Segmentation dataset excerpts

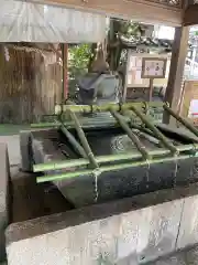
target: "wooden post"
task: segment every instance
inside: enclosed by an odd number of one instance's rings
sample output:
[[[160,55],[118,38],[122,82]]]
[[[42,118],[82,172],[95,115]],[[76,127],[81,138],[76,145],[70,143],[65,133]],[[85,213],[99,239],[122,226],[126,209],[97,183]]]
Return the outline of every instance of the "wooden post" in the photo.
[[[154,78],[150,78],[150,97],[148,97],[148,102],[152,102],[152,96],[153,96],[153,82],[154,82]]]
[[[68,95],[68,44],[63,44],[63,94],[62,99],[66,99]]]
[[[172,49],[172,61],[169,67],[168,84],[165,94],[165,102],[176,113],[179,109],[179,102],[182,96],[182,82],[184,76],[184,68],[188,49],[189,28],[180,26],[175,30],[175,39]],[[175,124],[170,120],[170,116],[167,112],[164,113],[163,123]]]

==

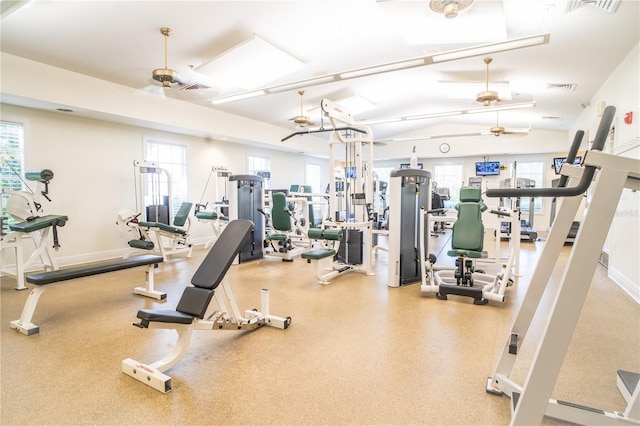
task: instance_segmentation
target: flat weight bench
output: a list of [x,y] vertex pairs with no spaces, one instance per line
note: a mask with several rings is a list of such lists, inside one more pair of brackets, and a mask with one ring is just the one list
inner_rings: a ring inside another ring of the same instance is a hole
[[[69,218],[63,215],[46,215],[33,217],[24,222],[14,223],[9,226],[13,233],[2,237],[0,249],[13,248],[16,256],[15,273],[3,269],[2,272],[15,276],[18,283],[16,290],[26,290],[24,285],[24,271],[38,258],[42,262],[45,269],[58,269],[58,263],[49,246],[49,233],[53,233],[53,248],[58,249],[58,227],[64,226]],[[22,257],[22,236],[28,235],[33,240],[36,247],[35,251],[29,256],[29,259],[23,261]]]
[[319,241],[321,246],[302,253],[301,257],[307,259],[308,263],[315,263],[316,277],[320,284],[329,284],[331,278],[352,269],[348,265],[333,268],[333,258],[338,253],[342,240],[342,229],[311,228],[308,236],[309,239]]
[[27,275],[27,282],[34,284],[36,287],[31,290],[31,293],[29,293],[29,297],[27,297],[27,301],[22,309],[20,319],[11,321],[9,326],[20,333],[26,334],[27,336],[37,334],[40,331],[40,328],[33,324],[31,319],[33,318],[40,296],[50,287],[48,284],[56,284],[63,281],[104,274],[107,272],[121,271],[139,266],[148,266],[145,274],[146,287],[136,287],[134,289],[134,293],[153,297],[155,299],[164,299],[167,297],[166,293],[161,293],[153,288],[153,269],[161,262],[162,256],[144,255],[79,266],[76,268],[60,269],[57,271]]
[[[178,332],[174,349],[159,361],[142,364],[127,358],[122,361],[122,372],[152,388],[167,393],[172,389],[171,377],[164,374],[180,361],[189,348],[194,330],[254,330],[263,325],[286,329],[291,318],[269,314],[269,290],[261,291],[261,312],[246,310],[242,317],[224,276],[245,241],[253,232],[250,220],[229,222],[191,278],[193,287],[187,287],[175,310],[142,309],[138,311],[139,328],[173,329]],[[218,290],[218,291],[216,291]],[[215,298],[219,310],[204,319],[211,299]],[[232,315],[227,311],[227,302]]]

**TASK INSTRUCTIONS**
Select every line of the entries above that contains the string "with", matching case exactly.

**TASK ANSWER**
output: a list of [x,y] vertex pairs with no spaces, one instance per line
note: a mask with several rings is a list of such lists, inside one more pair of brackets, and a mask with one ring is just the one list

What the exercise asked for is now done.